* Challenge:
Put the lines of the listing below, from the one containing "Guideline: for every instance of the yellow" through the one containing "column 264, row 164", into a JSON list of strings, one string per line and blank lines omitted.

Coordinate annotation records

— start —

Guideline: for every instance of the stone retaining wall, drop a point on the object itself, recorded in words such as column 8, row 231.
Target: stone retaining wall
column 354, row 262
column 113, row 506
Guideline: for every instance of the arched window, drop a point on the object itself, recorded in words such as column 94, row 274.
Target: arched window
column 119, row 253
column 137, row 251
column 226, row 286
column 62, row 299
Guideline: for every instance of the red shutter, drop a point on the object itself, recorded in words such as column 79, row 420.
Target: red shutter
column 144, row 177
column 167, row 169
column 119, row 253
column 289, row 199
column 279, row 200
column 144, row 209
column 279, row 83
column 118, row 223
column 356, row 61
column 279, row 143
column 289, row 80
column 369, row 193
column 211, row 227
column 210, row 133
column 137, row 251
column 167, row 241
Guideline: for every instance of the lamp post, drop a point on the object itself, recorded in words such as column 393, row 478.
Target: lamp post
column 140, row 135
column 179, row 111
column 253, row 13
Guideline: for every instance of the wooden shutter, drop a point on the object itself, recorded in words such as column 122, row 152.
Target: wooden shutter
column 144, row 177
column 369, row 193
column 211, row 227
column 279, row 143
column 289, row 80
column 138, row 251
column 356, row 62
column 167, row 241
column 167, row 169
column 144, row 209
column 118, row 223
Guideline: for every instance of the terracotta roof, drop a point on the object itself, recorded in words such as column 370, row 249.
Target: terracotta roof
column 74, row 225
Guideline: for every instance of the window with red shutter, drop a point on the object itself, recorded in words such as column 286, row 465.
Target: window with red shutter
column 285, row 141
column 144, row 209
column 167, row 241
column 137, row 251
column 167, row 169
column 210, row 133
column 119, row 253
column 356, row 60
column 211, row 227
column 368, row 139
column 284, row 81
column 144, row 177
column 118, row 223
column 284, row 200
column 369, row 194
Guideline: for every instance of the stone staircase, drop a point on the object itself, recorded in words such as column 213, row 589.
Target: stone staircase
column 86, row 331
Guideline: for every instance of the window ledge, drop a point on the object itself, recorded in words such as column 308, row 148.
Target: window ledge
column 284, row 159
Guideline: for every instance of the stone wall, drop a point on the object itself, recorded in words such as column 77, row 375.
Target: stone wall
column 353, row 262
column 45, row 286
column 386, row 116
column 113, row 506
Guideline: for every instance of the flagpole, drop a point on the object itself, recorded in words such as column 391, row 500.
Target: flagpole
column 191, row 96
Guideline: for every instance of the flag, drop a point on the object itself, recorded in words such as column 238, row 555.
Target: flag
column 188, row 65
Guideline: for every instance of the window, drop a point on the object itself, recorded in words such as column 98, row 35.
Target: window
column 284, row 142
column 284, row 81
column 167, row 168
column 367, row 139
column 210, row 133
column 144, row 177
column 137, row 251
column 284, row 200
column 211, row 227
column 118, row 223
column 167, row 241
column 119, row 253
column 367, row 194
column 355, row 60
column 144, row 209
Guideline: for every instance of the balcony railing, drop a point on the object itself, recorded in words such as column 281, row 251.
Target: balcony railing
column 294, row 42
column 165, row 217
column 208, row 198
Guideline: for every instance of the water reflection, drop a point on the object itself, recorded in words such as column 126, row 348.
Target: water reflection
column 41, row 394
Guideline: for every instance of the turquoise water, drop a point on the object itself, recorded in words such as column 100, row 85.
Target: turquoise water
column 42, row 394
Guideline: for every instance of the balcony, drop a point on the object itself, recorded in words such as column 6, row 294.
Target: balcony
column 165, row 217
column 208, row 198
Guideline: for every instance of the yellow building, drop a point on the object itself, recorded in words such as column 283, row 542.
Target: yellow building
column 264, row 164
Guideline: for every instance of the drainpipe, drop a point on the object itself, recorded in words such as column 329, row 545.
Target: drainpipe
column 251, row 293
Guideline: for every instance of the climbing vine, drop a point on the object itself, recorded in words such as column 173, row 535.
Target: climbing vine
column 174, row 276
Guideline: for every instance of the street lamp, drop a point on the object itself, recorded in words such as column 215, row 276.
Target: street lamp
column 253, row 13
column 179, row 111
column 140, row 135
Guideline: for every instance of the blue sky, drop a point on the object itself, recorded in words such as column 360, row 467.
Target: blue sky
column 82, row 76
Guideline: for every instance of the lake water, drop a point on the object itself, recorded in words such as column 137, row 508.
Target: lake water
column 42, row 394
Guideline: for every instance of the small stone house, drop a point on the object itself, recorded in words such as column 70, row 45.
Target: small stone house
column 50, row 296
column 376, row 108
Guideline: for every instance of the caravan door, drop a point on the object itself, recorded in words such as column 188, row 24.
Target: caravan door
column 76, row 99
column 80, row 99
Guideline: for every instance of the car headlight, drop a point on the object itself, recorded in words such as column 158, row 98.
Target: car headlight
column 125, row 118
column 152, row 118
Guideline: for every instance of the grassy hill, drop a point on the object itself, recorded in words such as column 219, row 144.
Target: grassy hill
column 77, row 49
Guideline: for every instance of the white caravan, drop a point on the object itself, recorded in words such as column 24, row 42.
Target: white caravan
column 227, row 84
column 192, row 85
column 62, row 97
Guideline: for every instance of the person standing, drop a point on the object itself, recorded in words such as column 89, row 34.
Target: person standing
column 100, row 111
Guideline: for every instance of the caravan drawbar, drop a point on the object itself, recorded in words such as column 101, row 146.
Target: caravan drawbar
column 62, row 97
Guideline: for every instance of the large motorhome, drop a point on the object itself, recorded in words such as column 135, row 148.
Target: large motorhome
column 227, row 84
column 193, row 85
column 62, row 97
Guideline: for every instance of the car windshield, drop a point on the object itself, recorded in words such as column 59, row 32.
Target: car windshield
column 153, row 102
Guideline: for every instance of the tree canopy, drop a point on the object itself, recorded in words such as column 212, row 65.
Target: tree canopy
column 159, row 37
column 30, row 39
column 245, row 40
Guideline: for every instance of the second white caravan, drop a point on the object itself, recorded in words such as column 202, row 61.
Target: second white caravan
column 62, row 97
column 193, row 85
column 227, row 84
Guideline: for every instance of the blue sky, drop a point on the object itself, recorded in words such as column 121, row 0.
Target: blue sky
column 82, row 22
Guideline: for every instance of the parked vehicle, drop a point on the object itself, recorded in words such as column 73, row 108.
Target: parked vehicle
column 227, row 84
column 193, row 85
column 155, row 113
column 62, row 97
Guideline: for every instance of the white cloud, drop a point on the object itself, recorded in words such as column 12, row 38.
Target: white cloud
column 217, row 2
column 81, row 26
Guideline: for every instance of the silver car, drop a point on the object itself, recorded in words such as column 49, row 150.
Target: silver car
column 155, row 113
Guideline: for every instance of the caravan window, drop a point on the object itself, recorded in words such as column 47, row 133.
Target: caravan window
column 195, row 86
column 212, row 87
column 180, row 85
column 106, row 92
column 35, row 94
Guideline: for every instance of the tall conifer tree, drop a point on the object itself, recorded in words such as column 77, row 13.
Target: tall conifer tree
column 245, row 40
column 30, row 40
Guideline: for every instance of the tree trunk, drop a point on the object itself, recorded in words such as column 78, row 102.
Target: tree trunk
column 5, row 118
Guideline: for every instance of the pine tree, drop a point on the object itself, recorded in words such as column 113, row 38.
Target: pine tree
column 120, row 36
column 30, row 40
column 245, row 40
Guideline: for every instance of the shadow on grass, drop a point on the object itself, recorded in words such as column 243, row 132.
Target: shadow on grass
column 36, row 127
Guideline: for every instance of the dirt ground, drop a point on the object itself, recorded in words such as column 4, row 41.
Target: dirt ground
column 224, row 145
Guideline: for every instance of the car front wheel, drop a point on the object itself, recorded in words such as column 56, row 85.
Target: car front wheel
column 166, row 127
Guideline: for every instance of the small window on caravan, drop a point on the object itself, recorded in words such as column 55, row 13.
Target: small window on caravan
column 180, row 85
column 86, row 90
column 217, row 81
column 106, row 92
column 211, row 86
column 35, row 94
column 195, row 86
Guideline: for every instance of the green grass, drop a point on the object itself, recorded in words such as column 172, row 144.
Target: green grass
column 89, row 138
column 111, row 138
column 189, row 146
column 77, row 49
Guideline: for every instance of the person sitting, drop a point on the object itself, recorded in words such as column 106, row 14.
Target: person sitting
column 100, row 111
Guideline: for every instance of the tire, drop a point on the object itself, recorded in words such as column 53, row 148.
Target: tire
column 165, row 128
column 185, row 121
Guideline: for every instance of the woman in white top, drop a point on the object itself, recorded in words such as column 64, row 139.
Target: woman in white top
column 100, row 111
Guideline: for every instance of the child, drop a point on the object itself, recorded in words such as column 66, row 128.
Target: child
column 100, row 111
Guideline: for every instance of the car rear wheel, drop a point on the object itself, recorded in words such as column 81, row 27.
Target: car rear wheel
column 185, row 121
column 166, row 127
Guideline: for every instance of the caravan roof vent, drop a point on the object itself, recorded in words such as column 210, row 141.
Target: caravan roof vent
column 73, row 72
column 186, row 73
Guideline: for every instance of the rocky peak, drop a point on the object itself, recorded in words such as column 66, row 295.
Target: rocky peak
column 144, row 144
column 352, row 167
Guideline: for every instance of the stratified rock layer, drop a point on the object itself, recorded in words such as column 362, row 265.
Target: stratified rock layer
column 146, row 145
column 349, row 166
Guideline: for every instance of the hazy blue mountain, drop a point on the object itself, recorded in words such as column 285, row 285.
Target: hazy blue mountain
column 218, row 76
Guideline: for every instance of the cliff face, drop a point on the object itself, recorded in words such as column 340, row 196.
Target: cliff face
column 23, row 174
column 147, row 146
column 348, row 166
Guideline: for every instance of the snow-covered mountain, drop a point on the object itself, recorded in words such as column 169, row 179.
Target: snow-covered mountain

— end —

* Exercise solution:
[
  "Guideline: for every instance of the yellow building, drop a point on the object itself, recorded in words such as column 283, row 542.",
  "Target: yellow building",
  "column 264, row 164"
]